Start of Selection

You can tell how unplugged I am from the mainstream fandom that the internet broke this week over a variant Batgirl cover, and I had no idea whatsoever.
Earlier in the week, DC Comics received a deluge of critical responses to a variant cover for Batgirl #41 drawn by artist Rafael Albuquerque. As my friend Will West points out in his blog post weighing in on the controversy, variant covers are special versions of a comic featuring unique cover art, and usually offered as an incentive to comic book stores to increase their orders of certain issues, with the idea that the increased order size cost can be recouped when the variant is sold as a specialty or collector’s item. Lately, both DC and Marvel have been issuing month-long variant cover themes, which invite artists to create art across a common focus that can span all issues; June’s theme for DC centers around the Batman villain, Joker.
In this particular case, Batgirl #41‘s variant cover featured cover art depicting the comic’s heroine being terrifyingly brutalized by the Joker in an homage to a classic graphic novel (The Killing Joke) where he violently sexual assaults her and paralyses her with a gunshot wound.

End of Selection

Objective A —
List every comic book character named in the Batgirl cover passage.
Objective B —
Pick up the Batgirl cover passage after its final sentence and continue writing it.

Start of Dataset excerpt

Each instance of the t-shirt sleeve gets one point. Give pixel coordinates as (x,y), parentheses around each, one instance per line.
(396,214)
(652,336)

End of Dataset excerpt

Task result A —
Batgirl, Batman, the Joker

Task result B —
Albuquerque’s variant cover for Batgirl #41 appears after the jump.
Many fans were outraged by this cover, and took to Twitter to express their anger. Eventually, a Twitter campaign — #CancelTheCover — was launched. This provoked backlash from other fans, ultimately leading to (as seems to be inevitable these days) death threats being lobbed against those who expressed objection and criticism to the cover.
I, too, find this cover outrageous.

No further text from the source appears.